--- Start DATA FOR THE TASK ---

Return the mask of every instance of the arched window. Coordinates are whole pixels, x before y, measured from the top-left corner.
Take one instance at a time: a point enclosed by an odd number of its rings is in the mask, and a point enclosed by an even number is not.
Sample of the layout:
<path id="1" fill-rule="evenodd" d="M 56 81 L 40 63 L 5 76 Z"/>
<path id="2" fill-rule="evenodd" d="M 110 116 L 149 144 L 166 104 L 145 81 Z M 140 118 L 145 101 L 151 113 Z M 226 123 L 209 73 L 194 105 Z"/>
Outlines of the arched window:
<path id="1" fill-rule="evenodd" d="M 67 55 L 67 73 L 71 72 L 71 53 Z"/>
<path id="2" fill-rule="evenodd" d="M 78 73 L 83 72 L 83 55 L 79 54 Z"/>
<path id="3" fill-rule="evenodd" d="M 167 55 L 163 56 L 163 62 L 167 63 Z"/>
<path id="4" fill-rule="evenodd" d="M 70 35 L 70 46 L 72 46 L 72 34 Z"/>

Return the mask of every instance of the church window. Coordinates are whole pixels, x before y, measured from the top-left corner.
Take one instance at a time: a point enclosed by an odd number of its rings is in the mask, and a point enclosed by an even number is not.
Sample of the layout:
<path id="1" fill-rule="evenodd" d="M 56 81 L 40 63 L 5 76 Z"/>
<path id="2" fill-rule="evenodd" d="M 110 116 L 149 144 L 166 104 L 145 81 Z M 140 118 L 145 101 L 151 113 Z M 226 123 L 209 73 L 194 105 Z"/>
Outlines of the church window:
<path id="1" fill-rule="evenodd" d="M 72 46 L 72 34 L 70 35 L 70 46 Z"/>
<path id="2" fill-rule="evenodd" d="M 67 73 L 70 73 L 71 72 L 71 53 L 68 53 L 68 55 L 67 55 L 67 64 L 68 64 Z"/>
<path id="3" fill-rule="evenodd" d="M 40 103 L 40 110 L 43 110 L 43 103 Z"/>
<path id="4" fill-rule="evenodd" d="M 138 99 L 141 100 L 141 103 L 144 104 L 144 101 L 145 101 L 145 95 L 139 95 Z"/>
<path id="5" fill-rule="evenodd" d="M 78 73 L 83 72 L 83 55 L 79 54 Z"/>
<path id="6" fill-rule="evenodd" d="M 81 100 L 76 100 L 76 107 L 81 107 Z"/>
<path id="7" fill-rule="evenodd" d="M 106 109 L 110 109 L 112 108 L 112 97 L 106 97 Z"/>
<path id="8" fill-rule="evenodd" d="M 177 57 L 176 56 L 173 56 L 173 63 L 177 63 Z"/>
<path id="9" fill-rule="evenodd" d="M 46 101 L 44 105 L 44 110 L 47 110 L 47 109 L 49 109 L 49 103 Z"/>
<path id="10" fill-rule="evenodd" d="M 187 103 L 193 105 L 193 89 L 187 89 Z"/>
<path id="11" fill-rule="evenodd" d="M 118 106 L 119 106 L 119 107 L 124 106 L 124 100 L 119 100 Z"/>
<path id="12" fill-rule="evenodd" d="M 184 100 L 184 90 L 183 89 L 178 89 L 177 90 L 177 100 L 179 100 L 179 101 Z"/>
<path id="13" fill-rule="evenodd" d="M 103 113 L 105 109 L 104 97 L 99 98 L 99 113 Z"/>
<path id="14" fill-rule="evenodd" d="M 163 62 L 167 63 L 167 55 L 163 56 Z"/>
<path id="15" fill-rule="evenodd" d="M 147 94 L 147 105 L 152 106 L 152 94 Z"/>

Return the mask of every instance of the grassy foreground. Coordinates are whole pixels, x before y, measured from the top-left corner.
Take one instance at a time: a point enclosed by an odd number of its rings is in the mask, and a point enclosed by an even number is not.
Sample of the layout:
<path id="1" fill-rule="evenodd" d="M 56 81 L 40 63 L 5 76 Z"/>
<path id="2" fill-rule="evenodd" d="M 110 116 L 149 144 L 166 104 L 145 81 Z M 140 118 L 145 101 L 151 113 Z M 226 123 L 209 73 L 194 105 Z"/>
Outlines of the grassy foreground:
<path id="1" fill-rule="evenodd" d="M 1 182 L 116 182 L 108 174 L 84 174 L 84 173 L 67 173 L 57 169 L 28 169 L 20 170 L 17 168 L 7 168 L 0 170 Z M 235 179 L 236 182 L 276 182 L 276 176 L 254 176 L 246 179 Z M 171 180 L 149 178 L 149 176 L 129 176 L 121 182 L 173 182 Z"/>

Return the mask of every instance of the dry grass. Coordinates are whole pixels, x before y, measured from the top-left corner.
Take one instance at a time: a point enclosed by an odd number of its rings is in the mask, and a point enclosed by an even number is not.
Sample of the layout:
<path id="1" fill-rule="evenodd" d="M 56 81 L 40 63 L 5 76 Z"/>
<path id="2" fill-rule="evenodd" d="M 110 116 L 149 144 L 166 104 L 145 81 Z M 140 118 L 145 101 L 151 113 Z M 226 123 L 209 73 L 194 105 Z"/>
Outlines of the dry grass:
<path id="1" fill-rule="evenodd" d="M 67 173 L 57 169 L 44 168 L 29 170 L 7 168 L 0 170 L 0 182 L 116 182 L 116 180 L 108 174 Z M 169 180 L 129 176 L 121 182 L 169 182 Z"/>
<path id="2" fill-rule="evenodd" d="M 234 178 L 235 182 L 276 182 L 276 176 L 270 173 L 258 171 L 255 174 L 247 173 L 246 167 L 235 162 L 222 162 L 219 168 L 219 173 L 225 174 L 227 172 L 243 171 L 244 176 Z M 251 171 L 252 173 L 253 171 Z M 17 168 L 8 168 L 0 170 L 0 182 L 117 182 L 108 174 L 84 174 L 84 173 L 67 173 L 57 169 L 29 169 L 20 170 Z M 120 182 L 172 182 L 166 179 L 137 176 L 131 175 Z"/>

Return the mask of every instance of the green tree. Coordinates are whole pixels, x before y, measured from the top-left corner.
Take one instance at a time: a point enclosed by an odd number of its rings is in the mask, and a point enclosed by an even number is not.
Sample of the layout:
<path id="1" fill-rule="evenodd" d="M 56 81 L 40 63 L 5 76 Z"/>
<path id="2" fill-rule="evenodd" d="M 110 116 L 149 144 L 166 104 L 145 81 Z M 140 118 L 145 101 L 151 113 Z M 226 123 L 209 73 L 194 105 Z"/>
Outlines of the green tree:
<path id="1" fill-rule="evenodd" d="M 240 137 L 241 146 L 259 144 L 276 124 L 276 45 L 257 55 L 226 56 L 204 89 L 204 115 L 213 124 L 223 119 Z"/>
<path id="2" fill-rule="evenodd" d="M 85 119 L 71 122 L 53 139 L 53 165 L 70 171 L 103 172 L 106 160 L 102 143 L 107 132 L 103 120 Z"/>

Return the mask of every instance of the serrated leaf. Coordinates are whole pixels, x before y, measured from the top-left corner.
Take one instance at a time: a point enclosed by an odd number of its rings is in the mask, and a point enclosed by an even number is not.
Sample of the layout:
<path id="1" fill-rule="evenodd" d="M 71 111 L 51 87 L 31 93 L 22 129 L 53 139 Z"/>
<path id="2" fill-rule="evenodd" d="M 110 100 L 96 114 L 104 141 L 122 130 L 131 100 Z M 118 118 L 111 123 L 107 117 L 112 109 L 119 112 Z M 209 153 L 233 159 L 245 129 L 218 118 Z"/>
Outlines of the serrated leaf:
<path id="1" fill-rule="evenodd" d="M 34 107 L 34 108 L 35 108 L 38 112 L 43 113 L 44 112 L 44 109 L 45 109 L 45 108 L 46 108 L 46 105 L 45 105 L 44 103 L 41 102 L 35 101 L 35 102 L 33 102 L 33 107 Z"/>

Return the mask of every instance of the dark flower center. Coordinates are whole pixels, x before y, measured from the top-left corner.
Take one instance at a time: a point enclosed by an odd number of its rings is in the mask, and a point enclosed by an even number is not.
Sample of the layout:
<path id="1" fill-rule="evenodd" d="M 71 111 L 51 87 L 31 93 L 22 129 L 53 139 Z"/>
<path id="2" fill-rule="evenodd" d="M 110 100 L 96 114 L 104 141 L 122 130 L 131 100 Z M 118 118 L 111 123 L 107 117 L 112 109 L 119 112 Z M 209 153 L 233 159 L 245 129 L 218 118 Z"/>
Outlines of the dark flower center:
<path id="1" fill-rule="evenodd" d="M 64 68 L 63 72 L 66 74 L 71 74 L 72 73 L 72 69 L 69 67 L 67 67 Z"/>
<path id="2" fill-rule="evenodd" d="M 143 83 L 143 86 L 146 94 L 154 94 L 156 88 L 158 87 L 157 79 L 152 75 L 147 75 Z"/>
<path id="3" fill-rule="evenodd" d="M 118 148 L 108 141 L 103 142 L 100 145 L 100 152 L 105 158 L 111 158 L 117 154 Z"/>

--- End DATA FOR THE TASK ---

Reproduce, character for character, the lines of the recorded data above from the first one through the line that contains "35 L 70 46 L", including both.

*THE RESULT*.
Return the mask of every instance of the arched window. Coordinates are whole pixels, x before y, measured from the top-left corner.
Take one instance at a time: a point enclosed by an odd number of its rings is in the mask, and a point enclosed by an even number is not.
Sample of the layout:
<path id="1" fill-rule="evenodd" d="M 56 81 L 40 63 L 5 76 Z"/>
<path id="2" fill-rule="evenodd" d="M 110 116 L 149 144 L 166 104 L 145 81 Z M 140 118 L 145 101 L 151 113 Z M 226 123 L 209 73 L 194 105 Z"/>
Outlines of the arched window:
<path id="1" fill-rule="evenodd" d="M 67 55 L 67 73 L 71 72 L 71 53 Z"/>
<path id="2" fill-rule="evenodd" d="M 78 73 L 83 72 L 83 55 L 79 54 Z"/>
<path id="3" fill-rule="evenodd" d="M 167 55 L 163 56 L 163 62 L 167 63 Z"/>
<path id="4" fill-rule="evenodd" d="M 70 35 L 70 46 L 72 46 L 72 34 Z"/>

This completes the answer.